╭─ Provided records
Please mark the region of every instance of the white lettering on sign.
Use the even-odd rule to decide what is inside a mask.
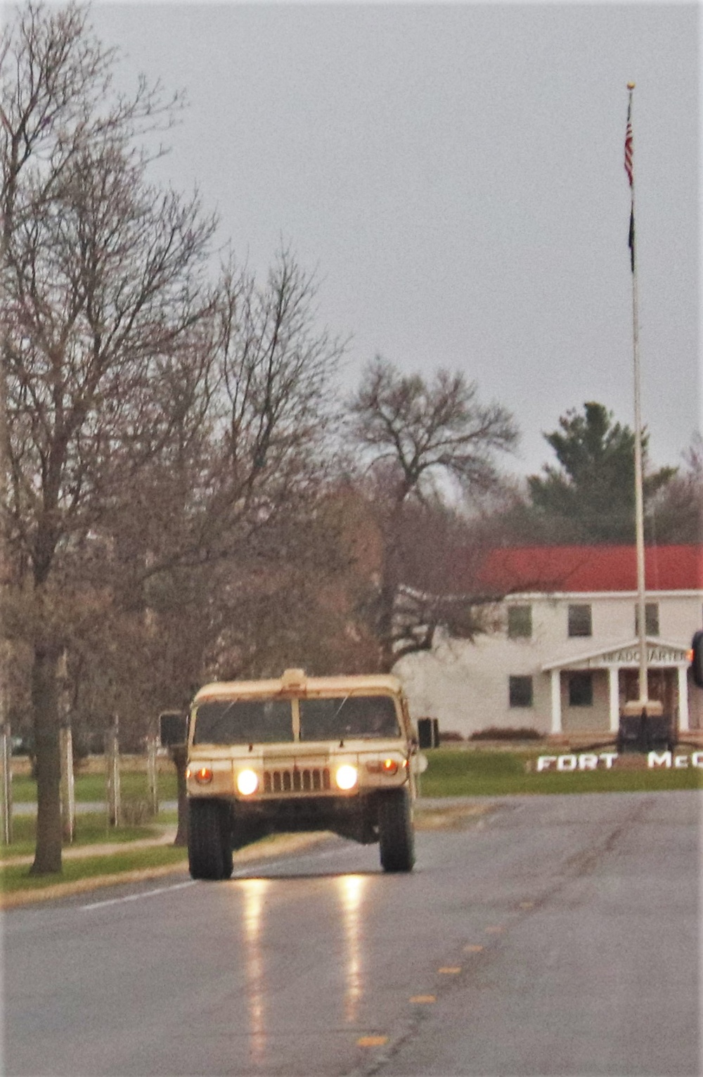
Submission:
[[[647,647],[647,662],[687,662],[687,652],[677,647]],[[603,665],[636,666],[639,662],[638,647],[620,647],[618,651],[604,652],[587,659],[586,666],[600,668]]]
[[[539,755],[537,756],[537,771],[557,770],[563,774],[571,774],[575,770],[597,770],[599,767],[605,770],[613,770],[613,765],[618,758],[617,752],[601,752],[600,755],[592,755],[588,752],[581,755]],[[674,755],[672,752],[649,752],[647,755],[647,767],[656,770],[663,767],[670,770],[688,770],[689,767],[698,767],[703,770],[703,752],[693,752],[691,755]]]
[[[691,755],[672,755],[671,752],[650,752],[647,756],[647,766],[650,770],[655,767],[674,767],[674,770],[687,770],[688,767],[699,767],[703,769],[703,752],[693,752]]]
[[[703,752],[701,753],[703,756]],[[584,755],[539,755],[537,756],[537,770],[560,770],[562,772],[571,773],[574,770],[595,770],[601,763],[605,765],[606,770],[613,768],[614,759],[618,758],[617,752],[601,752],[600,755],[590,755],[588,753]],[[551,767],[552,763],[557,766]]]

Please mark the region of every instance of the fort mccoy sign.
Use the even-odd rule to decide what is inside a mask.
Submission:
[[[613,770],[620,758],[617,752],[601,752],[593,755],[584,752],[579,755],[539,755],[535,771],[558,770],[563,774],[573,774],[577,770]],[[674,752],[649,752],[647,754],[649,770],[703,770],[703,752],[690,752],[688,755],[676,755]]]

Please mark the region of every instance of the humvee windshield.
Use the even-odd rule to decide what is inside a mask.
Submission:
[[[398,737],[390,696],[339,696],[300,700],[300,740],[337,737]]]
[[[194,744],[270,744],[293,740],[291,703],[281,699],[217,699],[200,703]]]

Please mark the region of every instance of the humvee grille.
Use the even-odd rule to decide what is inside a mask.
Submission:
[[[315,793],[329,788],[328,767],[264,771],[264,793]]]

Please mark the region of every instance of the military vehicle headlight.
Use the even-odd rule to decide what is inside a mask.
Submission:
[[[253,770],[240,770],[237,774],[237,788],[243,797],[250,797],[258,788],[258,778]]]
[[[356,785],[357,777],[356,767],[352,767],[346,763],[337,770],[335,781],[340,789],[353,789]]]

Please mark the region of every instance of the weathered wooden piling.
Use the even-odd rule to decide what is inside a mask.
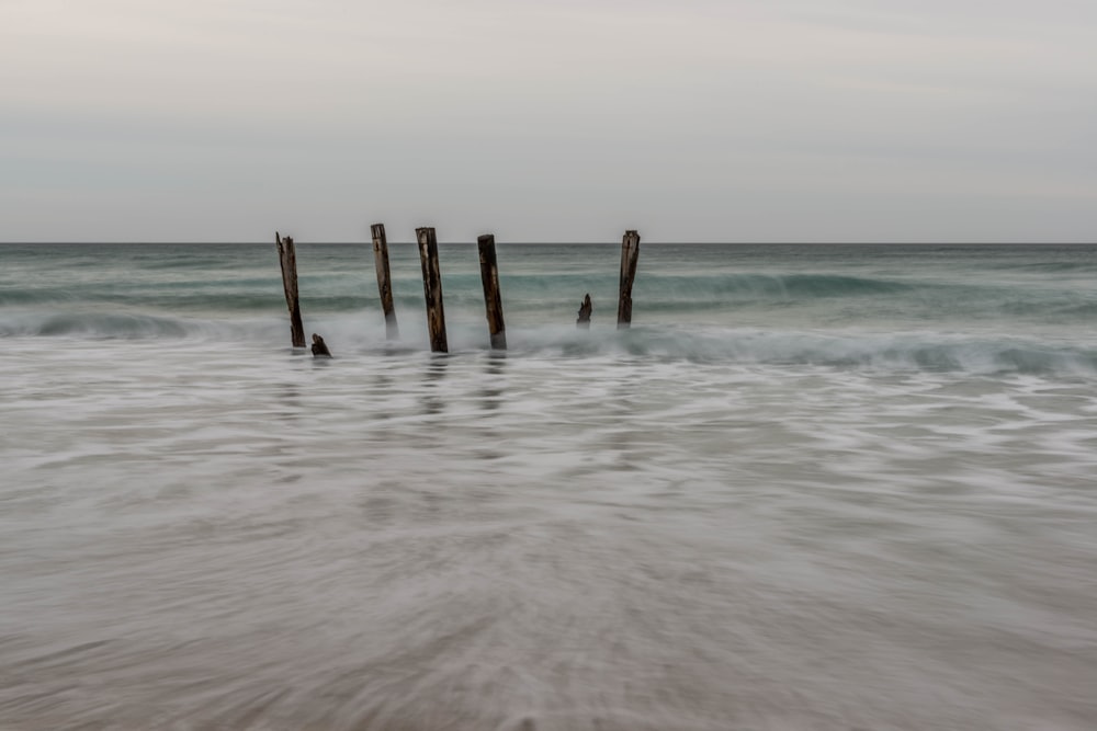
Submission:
╰─
# Written exercise
Starting at the line that contains "Please mark the region of every instance of the weathered" and ending at the end of the data, swap "wooden piling" for "steel post" and please write those lines out again with nothing else changed. Leave the picture out.

# Answer to the exercise
Please mark the region of every instance of the weathered steel post.
Use the even-odd rule to decide what is inside a mask.
Submission:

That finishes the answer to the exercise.